Count the lines below that contain "cushion", matching case exactly, and give only the number.

Pointing and labeling entries:

####################

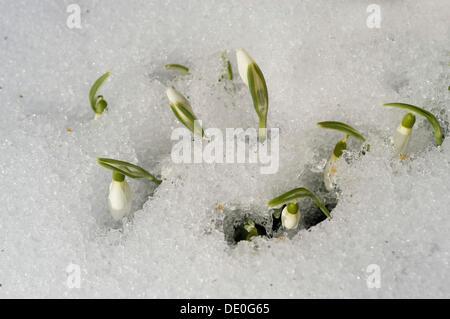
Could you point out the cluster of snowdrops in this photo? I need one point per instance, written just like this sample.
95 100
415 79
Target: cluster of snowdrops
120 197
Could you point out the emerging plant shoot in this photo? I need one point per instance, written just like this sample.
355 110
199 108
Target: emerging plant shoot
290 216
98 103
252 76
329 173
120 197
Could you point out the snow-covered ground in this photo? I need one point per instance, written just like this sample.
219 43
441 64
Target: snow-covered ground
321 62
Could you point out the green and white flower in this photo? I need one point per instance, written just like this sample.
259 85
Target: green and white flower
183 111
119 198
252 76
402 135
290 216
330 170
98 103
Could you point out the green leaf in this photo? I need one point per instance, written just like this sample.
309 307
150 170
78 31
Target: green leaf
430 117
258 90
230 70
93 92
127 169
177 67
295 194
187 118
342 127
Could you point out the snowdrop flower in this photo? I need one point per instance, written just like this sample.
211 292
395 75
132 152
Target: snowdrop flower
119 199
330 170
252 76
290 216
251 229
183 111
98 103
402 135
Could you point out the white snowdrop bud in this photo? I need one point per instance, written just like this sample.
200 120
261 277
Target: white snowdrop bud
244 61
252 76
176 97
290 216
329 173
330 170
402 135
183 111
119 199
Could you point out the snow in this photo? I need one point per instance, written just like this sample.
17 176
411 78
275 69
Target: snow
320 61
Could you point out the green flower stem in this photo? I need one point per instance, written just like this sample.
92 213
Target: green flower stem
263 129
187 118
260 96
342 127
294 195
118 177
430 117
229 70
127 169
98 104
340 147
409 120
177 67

####################

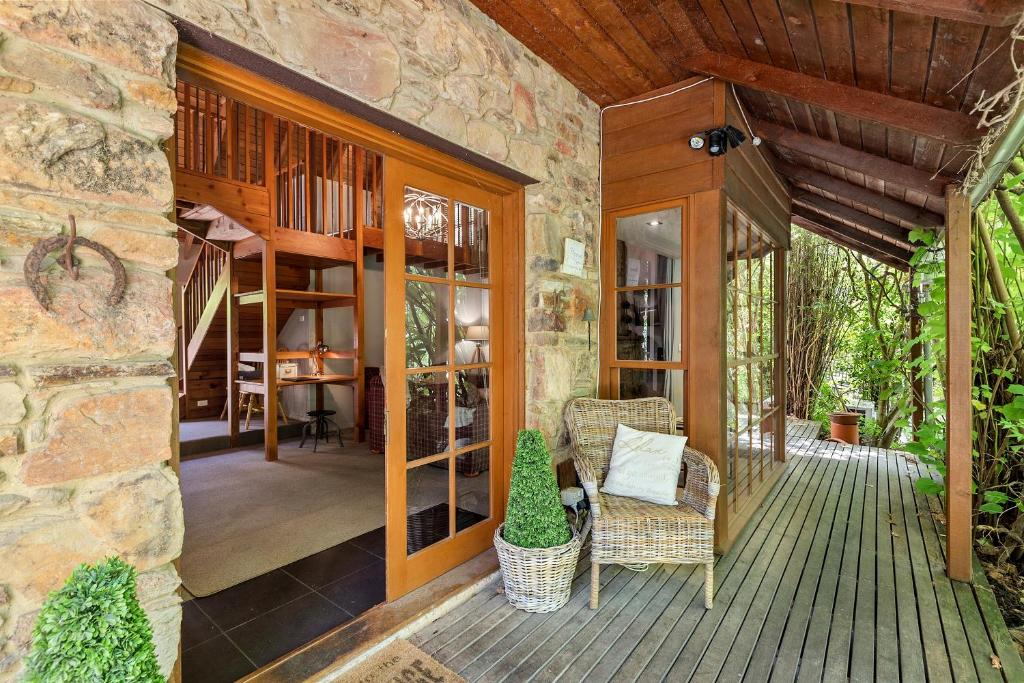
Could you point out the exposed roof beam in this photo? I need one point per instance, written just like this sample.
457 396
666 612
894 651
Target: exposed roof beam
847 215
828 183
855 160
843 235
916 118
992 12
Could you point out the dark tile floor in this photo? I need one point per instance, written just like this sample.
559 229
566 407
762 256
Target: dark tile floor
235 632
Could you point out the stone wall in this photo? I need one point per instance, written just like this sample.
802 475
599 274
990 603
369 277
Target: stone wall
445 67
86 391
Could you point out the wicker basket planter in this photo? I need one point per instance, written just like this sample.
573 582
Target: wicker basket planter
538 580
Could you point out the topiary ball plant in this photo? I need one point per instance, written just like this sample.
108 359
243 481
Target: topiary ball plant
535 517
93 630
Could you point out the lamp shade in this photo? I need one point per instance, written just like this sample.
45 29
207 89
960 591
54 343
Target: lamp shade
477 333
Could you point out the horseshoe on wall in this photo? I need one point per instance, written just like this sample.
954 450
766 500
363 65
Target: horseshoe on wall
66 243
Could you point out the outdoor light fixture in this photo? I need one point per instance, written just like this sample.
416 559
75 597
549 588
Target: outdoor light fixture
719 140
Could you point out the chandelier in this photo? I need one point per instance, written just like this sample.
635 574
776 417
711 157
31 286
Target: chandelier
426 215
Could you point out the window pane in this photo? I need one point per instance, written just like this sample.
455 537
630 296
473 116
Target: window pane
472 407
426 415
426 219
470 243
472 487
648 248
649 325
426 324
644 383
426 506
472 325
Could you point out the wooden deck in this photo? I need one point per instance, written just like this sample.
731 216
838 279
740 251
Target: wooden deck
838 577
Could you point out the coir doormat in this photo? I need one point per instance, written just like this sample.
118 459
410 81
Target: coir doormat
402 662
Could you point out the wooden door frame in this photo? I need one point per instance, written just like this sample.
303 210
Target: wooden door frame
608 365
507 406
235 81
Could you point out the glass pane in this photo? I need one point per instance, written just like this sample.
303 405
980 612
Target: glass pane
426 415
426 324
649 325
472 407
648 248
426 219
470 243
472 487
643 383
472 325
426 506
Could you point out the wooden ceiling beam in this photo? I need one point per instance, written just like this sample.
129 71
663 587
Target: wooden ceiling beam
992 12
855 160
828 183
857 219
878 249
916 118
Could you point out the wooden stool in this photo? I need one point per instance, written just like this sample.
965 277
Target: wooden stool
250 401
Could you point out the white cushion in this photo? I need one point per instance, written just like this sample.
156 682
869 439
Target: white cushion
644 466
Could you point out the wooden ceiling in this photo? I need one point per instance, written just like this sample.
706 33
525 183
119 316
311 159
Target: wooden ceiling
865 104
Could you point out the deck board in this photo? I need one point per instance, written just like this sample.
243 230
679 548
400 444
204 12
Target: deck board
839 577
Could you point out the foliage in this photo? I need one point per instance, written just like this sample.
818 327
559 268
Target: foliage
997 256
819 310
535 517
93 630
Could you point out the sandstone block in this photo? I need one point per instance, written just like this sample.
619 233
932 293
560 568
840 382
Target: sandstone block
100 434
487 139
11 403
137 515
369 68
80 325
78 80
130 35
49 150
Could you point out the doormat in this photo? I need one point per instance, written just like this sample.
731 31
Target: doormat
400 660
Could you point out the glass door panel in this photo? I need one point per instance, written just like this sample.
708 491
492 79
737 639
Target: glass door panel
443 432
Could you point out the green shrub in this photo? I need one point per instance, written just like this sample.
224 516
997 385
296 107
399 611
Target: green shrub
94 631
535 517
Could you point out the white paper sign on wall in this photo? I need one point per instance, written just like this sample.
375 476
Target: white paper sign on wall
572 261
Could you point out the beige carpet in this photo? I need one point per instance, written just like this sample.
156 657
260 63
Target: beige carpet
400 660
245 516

####################

> Reply: 2